▸ Exercise goal:
Reproduce the portion of the mass spectrometry device description that begins with "a mobile phase switching" and ends after "a sample loop.".

▸ Provided text:
=-=-=-=-=

The device of pseudo internal standard for mass spectrometry quantitative analysis is further provided according to an embodiment, which includes:


a chromatographic mobile phase and a mobile phase conveying device;


a sample injector connected to the mobile phase conveying device;


a chromatographic column connected to the sample injector;


a mobile phase switching device matched with the chromatographic column;


a mass spectrometer connected to the chromatographic column; and


a software system configured to control the aforementioned hardware to implement pseudo internal standard mass spectrometry quantitative process;


The sample injector includes an injection needle and an injection valve connected to the injection needle configured to switch between a sample-loading state and a sample-injection state, the injection needle and the injection valve are connected through a sample loop.


In the device of pseudo internal standard for mass spectrometry quantitative analysis, the mobile phase switching device is two three-way switching valves connected to both front and back of the chromatographic column.

=-=-=-=-=

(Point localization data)
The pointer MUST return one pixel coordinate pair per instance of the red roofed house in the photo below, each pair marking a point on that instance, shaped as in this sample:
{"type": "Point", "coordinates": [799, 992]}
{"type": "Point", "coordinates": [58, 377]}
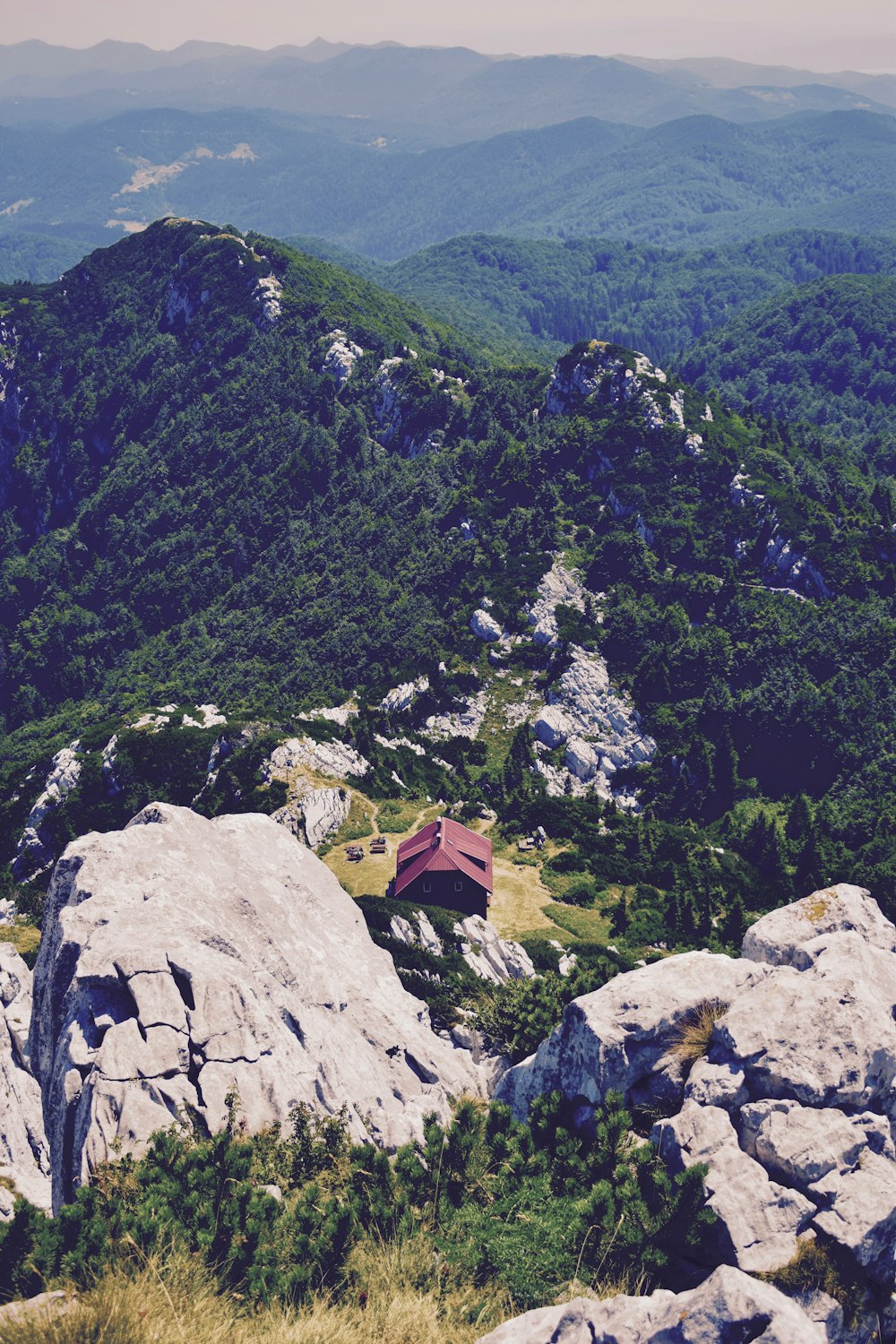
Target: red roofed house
{"type": "Point", "coordinates": [445, 865]}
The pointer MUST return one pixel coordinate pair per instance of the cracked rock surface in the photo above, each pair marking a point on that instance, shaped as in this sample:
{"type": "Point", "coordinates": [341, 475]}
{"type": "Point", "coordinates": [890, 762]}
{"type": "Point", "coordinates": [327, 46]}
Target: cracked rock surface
{"type": "Point", "coordinates": [185, 957]}
{"type": "Point", "coordinates": [791, 1102]}
{"type": "Point", "coordinates": [728, 1306]}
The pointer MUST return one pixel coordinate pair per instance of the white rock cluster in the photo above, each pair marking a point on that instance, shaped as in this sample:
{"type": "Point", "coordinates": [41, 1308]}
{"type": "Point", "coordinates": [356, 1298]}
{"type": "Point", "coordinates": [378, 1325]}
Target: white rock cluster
{"type": "Point", "coordinates": [607, 378]}
{"type": "Point", "coordinates": [599, 730]}
{"type": "Point", "coordinates": [336, 714]}
{"type": "Point", "coordinates": [323, 812]}
{"type": "Point", "coordinates": [728, 1305]}
{"type": "Point", "coordinates": [487, 956]}
{"type": "Point", "coordinates": [24, 1153]}
{"type": "Point", "coordinates": [64, 776]}
{"type": "Point", "coordinates": [331, 758]}
{"type": "Point", "coordinates": [185, 957]}
{"type": "Point", "coordinates": [402, 696]}
{"type": "Point", "coordinates": [341, 357]}
{"type": "Point", "coordinates": [485, 626]}
{"type": "Point", "coordinates": [794, 1104]}
{"type": "Point", "coordinates": [557, 588]}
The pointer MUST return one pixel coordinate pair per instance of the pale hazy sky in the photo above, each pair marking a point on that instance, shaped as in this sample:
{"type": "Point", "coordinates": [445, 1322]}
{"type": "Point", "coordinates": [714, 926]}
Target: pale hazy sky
{"type": "Point", "coordinates": [823, 35]}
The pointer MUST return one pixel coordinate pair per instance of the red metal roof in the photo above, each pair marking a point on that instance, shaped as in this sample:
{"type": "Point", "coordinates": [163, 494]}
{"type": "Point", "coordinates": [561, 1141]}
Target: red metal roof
{"type": "Point", "coordinates": [443, 847]}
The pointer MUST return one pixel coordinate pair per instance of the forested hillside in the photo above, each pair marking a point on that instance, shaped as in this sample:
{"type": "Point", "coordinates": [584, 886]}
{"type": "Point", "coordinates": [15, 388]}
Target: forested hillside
{"type": "Point", "coordinates": [312, 487]}
{"type": "Point", "coordinates": [527, 298]}
{"type": "Point", "coordinates": [823, 352]}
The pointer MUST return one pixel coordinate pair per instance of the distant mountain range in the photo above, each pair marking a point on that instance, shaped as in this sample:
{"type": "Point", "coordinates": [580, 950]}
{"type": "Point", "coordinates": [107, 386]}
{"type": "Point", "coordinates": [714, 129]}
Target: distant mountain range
{"type": "Point", "coordinates": [692, 182]}
{"type": "Point", "coordinates": [413, 97]}
{"type": "Point", "coordinates": [525, 298]}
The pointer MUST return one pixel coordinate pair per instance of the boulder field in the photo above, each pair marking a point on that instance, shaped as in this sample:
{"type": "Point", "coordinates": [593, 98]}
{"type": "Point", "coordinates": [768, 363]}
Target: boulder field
{"type": "Point", "coordinates": [185, 959]}
{"type": "Point", "coordinates": [777, 1070]}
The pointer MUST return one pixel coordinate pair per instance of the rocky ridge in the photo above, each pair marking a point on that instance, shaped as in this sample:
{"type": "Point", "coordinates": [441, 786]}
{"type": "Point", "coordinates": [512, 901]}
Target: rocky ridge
{"type": "Point", "coordinates": [185, 960]}
{"type": "Point", "coordinates": [790, 1099]}
{"type": "Point", "coordinates": [728, 1305]}
{"type": "Point", "coordinates": [24, 1153]}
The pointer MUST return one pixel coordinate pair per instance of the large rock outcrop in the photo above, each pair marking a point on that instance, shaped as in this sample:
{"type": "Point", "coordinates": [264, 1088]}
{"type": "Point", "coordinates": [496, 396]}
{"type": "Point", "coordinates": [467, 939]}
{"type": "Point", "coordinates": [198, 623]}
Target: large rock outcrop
{"type": "Point", "coordinates": [791, 1104]}
{"type": "Point", "coordinates": [185, 959]}
{"type": "Point", "coordinates": [24, 1153]}
{"type": "Point", "coordinates": [727, 1306]}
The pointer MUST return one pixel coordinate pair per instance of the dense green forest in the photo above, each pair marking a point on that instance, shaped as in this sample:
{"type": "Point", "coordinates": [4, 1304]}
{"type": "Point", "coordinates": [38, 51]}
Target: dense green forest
{"type": "Point", "coordinates": [823, 352]}
{"type": "Point", "coordinates": [244, 529]}
{"type": "Point", "coordinates": [533, 298]}
{"type": "Point", "coordinates": [513, 1212]}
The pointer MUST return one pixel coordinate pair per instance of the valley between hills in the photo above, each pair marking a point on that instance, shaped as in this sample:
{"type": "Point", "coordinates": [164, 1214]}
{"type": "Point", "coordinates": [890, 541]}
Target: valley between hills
{"type": "Point", "coordinates": [556, 513]}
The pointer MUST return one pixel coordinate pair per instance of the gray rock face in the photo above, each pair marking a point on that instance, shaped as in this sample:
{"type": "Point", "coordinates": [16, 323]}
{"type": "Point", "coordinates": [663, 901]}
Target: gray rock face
{"type": "Point", "coordinates": [24, 1153]}
{"type": "Point", "coordinates": [324, 812]}
{"type": "Point", "coordinates": [861, 1214]}
{"type": "Point", "coordinates": [489, 956]}
{"type": "Point", "coordinates": [758, 1219]}
{"type": "Point", "coordinates": [64, 776]}
{"type": "Point", "coordinates": [823, 1037]}
{"type": "Point", "coordinates": [331, 758]}
{"type": "Point", "coordinates": [780, 935]}
{"type": "Point", "coordinates": [185, 957]}
{"type": "Point", "coordinates": [793, 1107]}
{"type": "Point", "coordinates": [622, 1037]}
{"type": "Point", "coordinates": [727, 1306]}
{"type": "Point", "coordinates": [485, 626]}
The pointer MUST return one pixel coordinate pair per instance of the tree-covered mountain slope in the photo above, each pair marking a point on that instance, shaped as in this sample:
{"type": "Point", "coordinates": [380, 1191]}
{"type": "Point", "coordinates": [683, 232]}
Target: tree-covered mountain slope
{"type": "Point", "coordinates": [236, 473]}
{"type": "Point", "coordinates": [411, 97]}
{"type": "Point", "coordinates": [535, 297]}
{"type": "Point", "coordinates": [823, 352]}
{"type": "Point", "coordinates": [688, 182]}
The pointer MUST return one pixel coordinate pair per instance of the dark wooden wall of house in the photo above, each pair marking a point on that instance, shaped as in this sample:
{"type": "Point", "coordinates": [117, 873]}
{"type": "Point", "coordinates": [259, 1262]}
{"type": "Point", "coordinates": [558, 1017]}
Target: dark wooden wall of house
{"type": "Point", "coordinates": [470, 900]}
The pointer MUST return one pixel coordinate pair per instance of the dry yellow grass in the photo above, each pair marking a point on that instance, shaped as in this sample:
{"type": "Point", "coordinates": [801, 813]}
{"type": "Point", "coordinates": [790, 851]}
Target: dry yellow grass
{"type": "Point", "coordinates": [395, 1295]}
{"type": "Point", "coordinates": [694, 1030]}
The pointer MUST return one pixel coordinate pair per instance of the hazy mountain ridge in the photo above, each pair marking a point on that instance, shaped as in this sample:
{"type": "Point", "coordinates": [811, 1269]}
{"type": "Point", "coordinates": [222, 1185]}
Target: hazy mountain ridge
{"type": "Point", "coordinates": [418, 96]}
{"type": "Point", "coordinates": [699, 180]}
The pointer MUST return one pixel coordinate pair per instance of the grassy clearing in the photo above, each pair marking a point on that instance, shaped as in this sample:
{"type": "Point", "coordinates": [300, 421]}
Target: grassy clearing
{"type": "Point", "coordinates": [395, 1293]}
{"type": "Point", "coordinates": [589, 925]}
{"type": "Point", "coordinates": [373, 874]}
{"type": "Point", "coordinates": [495, 730]}
{"type": "Point", "coordinates": [23, 937]}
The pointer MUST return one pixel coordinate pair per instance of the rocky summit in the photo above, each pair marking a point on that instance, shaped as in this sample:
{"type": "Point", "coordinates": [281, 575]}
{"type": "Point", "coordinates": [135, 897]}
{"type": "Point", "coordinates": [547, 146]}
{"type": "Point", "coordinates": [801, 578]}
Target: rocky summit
{"type": "Point", "coordinates": [185, 960]}
{"type": "Point", "coordinates": [775, 1070]}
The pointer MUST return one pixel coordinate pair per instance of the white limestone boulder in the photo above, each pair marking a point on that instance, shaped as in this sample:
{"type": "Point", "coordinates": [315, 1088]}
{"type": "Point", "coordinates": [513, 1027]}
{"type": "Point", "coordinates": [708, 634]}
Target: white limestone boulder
{"type": "Point", "coordinates": [324, 812]}
{"type": "Point", "coordinates": [489, 956]}
{"type": "Point", "coordinates": [860, 1214]}
{"type": "Point", "coordinates": [485, 626]}
{"type": "Point", "coordinates": [841, 909]}
{"type": "Point", "coordinates": [552, 726]}
{"type": "Point", "coordinates": [823, 1037]}
{"type": "Point", "coordinates": [183, 959]}
{"type": "Point", "coordinates": [756, 1219]}
{"type": "Point", "coordinates": [24, 1153]}
{"type": "Point", "coordinates": [728, 1305]}
{"type": "Point", "coordinates": [802, 1144]}
{"type": "Point", "coordinates": [622, 1037]}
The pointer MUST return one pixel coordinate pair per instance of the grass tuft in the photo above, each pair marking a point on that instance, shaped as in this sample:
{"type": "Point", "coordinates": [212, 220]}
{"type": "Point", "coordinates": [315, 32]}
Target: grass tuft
{"type": "Point", "coordinates": [694, 1030]}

=-=-=-=-=

▸ Completed task:
a mobile phase switching device matched with the chromatographic column;


a mass spectrometer connected to the chromatographic column; and


a software system configured to control the aforementioned hardware to implement pseudo internal standard mass spectrometry quantitative process;


The sample injector includes an injection needle and an injection valve connected to the injection needle configured to switch between a sample-loading state and a sample-injection state, the injection needle and the injection valve are connected through a sample loop.